Dataset items:
* * *

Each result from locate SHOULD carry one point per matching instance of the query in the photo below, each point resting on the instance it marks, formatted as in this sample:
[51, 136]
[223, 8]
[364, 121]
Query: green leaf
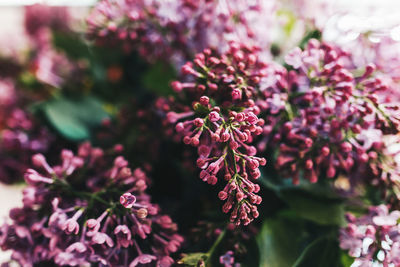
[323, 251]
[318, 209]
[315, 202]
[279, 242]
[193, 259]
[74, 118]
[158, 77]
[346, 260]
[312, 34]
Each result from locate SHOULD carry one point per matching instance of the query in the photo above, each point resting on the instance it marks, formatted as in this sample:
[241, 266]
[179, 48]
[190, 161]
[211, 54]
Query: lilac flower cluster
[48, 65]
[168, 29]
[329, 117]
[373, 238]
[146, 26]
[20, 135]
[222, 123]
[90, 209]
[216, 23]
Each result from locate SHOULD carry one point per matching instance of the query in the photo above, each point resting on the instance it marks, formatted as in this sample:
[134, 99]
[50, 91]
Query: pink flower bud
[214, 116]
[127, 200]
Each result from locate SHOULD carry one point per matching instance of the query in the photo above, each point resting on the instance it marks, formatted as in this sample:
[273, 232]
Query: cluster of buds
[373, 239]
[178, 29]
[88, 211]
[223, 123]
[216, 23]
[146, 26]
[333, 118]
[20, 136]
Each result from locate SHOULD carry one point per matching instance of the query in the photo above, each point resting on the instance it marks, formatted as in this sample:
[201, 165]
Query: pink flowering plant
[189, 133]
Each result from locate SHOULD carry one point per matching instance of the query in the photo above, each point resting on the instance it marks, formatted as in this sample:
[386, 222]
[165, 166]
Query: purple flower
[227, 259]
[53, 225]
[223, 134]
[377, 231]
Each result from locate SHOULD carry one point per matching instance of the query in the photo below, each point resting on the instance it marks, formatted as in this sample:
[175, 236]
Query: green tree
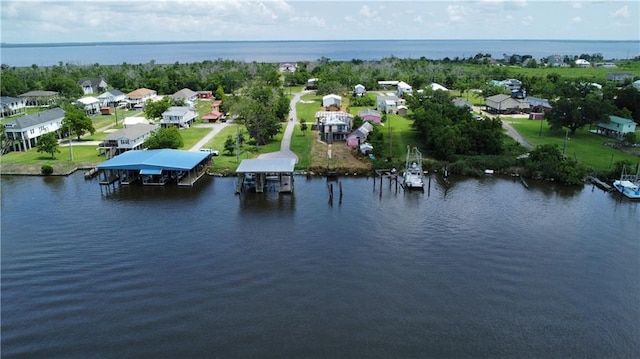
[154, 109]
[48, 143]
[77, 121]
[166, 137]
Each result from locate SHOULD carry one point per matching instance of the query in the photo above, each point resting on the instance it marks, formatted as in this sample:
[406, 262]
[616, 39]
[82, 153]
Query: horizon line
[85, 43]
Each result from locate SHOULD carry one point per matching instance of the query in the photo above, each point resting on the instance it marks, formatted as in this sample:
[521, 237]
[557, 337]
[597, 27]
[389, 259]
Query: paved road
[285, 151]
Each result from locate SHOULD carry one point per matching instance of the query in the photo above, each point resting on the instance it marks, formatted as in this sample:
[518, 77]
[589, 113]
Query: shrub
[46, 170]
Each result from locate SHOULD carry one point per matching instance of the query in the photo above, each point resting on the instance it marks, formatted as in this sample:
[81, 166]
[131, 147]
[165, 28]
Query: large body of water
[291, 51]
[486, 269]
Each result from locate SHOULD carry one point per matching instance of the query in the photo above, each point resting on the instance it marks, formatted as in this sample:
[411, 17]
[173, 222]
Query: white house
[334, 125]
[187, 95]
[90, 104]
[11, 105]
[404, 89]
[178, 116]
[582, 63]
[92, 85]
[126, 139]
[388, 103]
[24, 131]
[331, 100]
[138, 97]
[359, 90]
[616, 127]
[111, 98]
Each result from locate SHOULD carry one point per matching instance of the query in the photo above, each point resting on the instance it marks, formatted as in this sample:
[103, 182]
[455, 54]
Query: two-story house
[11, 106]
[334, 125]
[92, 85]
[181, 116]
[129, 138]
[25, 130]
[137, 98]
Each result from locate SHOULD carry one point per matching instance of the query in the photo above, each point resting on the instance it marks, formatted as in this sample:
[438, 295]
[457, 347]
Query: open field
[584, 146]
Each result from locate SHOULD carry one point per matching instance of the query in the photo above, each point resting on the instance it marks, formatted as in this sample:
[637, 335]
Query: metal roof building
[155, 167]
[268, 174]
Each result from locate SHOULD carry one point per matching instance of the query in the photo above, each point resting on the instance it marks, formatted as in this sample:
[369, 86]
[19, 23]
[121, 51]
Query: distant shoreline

* * *

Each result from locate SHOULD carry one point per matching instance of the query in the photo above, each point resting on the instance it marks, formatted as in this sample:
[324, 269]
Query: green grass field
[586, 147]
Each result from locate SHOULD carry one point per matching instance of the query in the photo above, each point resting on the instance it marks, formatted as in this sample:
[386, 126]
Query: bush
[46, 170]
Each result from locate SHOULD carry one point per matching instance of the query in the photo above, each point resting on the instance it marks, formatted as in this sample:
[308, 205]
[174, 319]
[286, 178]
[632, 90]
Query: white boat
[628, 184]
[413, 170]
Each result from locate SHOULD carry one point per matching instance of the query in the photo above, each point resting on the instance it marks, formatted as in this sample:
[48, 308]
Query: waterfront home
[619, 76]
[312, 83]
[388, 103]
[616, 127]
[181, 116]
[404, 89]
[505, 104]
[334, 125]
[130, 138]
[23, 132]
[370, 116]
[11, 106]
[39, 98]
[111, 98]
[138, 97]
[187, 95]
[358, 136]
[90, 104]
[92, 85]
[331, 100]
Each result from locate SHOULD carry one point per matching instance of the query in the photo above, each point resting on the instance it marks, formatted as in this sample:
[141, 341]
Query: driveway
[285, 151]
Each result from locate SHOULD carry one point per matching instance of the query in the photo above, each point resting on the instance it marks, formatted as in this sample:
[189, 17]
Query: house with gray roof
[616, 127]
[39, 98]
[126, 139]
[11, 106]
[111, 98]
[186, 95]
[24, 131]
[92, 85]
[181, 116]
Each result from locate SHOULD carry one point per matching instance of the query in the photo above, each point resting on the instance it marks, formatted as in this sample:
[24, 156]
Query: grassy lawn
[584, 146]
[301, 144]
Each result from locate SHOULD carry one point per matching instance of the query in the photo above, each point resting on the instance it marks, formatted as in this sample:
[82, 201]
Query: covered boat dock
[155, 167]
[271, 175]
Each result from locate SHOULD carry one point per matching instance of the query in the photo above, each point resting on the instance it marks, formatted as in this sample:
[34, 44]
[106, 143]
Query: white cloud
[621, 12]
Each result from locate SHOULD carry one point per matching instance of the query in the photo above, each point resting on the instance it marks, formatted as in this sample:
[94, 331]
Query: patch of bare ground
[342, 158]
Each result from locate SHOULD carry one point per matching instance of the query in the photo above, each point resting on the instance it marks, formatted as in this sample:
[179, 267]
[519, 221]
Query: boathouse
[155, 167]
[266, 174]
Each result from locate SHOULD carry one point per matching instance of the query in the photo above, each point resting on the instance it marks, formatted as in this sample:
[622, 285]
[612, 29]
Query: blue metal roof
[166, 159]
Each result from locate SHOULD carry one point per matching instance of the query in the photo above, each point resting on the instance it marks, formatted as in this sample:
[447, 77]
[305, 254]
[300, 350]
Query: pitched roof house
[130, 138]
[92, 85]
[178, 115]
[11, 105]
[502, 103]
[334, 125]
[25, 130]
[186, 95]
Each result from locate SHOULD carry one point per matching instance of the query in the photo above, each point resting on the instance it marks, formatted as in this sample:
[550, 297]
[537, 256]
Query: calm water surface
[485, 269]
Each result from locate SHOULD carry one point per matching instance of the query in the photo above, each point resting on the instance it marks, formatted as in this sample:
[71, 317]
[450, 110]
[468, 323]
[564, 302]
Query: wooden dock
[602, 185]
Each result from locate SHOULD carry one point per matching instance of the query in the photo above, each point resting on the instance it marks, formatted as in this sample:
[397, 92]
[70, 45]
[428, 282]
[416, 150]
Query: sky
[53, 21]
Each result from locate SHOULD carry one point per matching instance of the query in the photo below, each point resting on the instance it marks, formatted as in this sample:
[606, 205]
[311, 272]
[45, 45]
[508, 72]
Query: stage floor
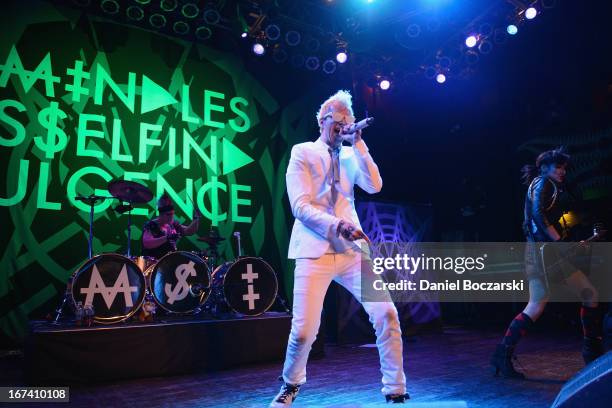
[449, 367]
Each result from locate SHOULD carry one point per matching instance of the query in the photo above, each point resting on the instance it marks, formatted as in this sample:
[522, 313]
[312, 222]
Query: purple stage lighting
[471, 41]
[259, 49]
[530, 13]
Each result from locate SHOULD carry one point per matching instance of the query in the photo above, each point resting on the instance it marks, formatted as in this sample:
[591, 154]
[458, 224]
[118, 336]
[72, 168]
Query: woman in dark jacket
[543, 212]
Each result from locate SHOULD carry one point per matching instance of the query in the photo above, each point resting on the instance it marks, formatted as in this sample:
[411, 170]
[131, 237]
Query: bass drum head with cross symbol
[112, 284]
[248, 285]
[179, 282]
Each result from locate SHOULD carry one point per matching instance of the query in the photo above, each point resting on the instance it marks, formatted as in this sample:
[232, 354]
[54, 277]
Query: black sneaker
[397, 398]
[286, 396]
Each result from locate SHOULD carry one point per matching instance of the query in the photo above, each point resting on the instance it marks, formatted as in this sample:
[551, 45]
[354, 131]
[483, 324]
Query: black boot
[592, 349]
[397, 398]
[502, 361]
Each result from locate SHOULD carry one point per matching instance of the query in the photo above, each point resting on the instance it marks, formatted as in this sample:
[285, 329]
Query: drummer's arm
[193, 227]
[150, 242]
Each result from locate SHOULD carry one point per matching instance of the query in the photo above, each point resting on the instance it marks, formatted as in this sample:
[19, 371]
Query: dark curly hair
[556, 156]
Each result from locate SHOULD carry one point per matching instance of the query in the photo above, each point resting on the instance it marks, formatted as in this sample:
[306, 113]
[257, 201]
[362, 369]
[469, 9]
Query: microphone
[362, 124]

* * *

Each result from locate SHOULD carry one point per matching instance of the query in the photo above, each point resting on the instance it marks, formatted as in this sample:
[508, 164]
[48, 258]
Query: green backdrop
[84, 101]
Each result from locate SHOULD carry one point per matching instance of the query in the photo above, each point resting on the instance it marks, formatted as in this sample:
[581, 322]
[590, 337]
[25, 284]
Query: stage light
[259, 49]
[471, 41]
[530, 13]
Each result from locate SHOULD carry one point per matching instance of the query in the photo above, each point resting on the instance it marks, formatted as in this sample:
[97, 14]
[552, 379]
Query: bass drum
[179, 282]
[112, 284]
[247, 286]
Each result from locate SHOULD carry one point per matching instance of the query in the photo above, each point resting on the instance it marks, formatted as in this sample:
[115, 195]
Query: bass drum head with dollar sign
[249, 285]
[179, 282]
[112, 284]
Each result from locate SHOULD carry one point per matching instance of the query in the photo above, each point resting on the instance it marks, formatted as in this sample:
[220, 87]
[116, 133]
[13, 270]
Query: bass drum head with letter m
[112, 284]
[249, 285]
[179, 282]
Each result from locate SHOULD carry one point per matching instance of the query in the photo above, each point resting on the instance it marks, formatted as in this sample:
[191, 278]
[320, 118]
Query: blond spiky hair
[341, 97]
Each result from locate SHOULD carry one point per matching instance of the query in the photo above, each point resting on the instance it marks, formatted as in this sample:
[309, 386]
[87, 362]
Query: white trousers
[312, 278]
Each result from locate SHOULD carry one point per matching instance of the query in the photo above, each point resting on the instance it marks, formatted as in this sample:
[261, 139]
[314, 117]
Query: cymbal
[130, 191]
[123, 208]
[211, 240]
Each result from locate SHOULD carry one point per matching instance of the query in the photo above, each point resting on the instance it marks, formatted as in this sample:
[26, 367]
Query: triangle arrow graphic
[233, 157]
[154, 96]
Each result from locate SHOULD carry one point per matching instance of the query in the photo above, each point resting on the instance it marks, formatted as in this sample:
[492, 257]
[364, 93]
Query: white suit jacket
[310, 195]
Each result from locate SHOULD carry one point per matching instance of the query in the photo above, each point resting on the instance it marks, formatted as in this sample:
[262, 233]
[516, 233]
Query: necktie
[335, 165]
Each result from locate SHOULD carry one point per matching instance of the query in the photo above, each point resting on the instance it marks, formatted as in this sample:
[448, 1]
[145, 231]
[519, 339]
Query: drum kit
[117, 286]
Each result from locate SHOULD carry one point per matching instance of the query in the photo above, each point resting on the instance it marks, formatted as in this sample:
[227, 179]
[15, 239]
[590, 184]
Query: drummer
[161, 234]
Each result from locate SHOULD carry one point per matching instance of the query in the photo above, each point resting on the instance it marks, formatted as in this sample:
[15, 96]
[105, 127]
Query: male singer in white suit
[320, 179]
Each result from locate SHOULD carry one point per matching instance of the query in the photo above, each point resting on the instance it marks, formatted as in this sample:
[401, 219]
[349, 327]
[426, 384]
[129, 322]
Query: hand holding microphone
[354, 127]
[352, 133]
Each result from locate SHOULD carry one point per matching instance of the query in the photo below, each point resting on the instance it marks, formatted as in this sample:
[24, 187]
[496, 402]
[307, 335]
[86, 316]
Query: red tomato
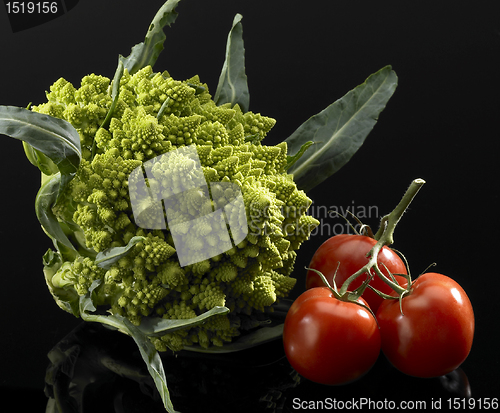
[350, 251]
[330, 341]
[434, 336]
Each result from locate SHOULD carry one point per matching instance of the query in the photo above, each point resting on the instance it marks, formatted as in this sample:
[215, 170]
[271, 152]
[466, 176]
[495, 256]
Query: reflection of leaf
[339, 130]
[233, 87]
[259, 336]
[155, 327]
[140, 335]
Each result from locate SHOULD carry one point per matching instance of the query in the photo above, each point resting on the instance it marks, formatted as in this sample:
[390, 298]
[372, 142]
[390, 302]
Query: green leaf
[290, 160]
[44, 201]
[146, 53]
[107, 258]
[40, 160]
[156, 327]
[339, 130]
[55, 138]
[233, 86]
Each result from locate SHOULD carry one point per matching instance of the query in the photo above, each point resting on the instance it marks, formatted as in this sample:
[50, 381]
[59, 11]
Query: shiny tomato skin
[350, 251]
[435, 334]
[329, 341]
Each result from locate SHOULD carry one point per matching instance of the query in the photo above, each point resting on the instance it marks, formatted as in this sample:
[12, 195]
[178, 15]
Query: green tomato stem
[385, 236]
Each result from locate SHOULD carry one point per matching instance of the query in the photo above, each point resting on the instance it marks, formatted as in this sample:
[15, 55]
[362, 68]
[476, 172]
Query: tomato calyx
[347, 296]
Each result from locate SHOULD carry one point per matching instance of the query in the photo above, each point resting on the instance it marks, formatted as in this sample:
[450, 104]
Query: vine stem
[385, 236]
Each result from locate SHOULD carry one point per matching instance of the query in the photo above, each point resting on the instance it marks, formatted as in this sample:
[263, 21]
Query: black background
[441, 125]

* * *

§ **Directions for this task**
Please tally the lines of the material above that contain the word "green" and give only the number.

§ **Written solution**
6